= GOAL =
Copy every one of the records below word for word, including all coordinates. Omit the pictures.

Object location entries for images
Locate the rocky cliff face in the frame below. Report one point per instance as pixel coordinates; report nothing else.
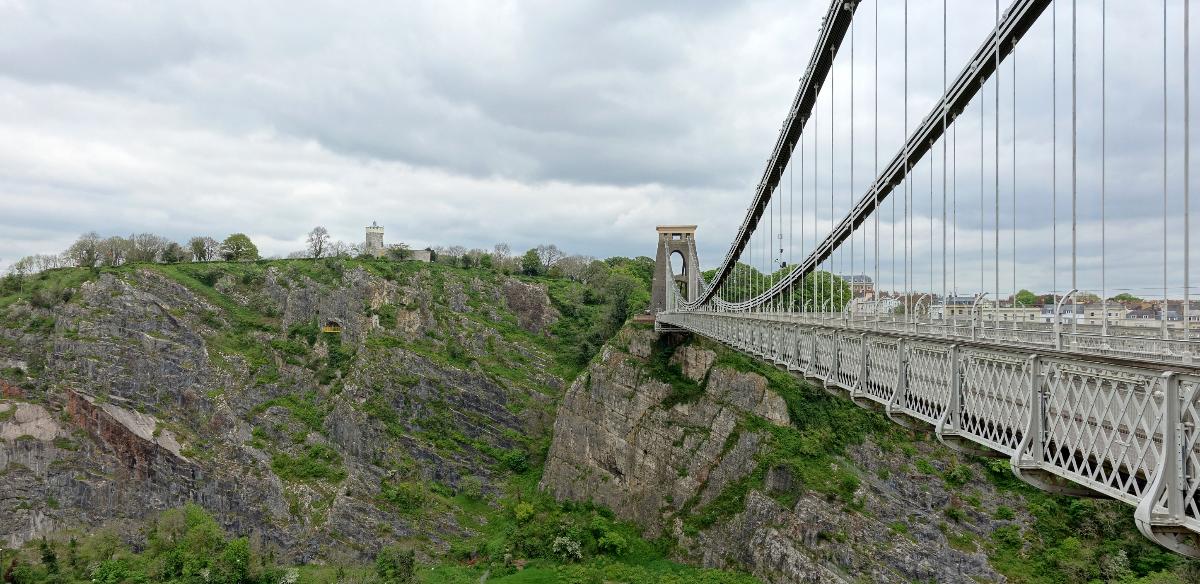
(699, 470)
(151, 387)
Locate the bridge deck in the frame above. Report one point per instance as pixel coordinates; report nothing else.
(1107, 420)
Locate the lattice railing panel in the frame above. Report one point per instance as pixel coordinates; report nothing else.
(1189, 438)
(995, 398)
(882, 367)
(804, 348)
(929, 381)
(826, 347)
(1103, 425)
(850, 359)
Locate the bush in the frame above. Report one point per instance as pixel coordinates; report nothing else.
(406, 497)
(472, 487)
(317, 462)
(567, 549)
(612, 543)
(523, 511)
(395, 565)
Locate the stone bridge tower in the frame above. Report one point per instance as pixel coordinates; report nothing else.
(672, 240)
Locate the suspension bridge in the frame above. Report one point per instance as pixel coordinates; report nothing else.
(1080, 397)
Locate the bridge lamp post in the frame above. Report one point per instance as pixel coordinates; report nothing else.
(976, 317)
(1057, 318)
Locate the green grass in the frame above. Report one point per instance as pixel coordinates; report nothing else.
(317, 462)
(1072, 539)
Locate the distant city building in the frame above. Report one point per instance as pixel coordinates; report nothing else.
(861, 286)
(375, 246)
(863, 305)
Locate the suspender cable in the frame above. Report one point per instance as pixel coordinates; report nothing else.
(1014, 179)
(995, 314)
(907, 182)
(833, 218)
(1163, 312)
(1187, 184)
(879, 284)
(945, 32)
(1104, 145)
(1074, 174)
(1054, 157)
(803, 222)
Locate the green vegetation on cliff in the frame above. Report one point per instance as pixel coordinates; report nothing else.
(1037, 536)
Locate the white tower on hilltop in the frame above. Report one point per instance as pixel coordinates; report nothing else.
(373, 245)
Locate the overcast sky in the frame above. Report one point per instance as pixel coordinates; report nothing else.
(582, 124)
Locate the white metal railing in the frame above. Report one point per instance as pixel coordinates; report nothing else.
(1067, 420)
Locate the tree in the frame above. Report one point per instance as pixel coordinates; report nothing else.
(147, 247)
(49, 558)
(174, 253)
(822, 292)
(204, 248)
(238, 247)
(575, 266)
(400, 252)
(318, 240)
(502, 252)
(395, 565)
(340, 250)
(549, 254)
(113, 251)
(1126, 297)
(83, 252)
(1025, 297)
(531, 264)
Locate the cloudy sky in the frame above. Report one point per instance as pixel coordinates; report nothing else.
(583, 124)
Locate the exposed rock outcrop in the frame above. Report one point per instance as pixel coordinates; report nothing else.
(616, 444)
(147, 391)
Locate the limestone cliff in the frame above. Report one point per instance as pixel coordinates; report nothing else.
(707, 471)
(154, 386)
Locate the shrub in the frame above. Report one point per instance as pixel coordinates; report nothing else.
(395, 565)
(472, 487)
(406, 497)
(959, 475)
(612, 543)
(317, 462)
(567, 548)
(523, 511)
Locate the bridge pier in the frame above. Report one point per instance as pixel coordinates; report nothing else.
(672, 240)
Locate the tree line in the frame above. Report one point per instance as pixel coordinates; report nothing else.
(93, 251)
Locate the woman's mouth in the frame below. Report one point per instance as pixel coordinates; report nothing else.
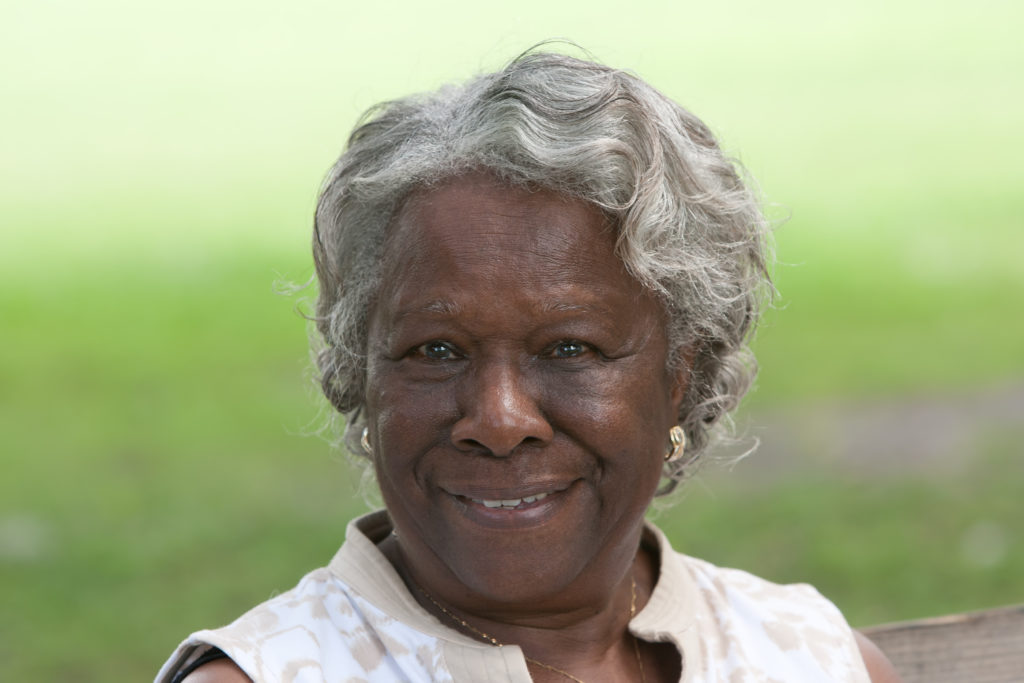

= EXERCISE SOLUTION =
Locate the rocky cliff face in the frame below. Report one point per instance as pixel coordinates; report nothing else.
(699, 470)
(151, 387)
Locate the bridge deck in the frame above. Report one point per instance as pixel coordinates; report nothing else.
(1107, 420)
Locate the lattice railing panel in the frame above. Report one point per instance as pixel coordinates; report nothing else.
(1189, 438)
(995, 398)
(882, 367)
(804, 348)
(929, 381)
(826, 347)
(1103, 425)
(850, 359)
Locate the bush in the frame above. Report one point per instance as pixel coordinates; report nothing else.
(406, 497)
(472, 487)
(317, 462)
(567, 549)
(612, 543)
(523, 511)
(395, 565)
Locate the stone bridge tower in the frame above. Report one point per instance as pixel coordinates; report nothing else.
(672, 240)
Locate the suspension bridge in the frame above. Report one point per instance as pixel coordinates; report nothing else.
(1080, 397)
Locate the bridge lamp post in the frame above. Report one point per instance as pixel coordinates; report nothing else.
(976, 317)
(1057, 318)
Locate the green grass in the frame above. Report one point per instance as pixel coordinates; report nothing else.
(317, 462)
(1072, 539)
Locate the distant city building in the frame above. Report one point per instance as pixel coordinates; report nothing else.
(861, 286)
(375, 246)
(863, 305)
Locate the suspender cable in the frame above. Report one point per instance as pixel coordinates; report nothing else.
(1014, 179)
(995, 314)
(907, 182)
(833, 218)
(1163, 312)
(1187, 184)
(879, 284)
(945, 32)
(1104, 145)
(1074, 174)
(1054, 157)
(803, 222)
Locate the green vegetation on cliff in the frame above. Report one point per instance as pixel coordinates; report nothing else.
(1037, 536)
Locate the white tower on hilltop in the frame above. Report one point per instance as pixel coordinates; report nothing else.
(373, 245)
Locate the overcast sky in the frame above. Report one point per instance as pixel coordinates; report nothing else.
(582, 124)
Locate the white metal railing in the frame above. Report one point per instance as pixel coordinates; report nothing else.
(1067, 420)
Locate the tree in the frame above. Report one point per instance as pixel coordinates; report nothing else.
(147, 247)
(49, 558)
(174, 253)
(822, 292)
(204, 248)
(238, 247)
(575, 266)
(400, 252)
(318, 240)
(502, 252)
(395, 565)
(340, 250)
(549, 254)
(113, 251)
(1126, 297)
(83, 252)
(1025, 297)
(531, 264)
Locate the cloudy sky in the frame above. Report one point per instance as pixel coordinates; report nothing else.
(583, 124)
Locate the exposed rock outcrop in the frame above. Report one point per instance as pixel coordinates; report nothing else.
(616, 444)
(147, 391)
Locate the limestone cliff in the frame above. Report one point per instance as pixel coordinates; report nothing else.
(707, 471)
(154, 386)
Locate the shrub in the frame above. Report one point per instance as pixel coordinates; report nothing else.
(395, 565)
(472, 487)
(406, 497)
(959, 475)
(612, 543)
(317, 462)
(567, 548)
(523, 511)
Locate the bridge pier in the frame above. Report one point per instance as pixel coordinates; report nothing else.
(672, 240)
Locate the tree line in the frame above. Report one point per instance as pixel coordinates; report nothing else.
(93, 251)
Locate the woman's mouth in the frame below. Report one point per instance as pixel coordinates; report nothing else.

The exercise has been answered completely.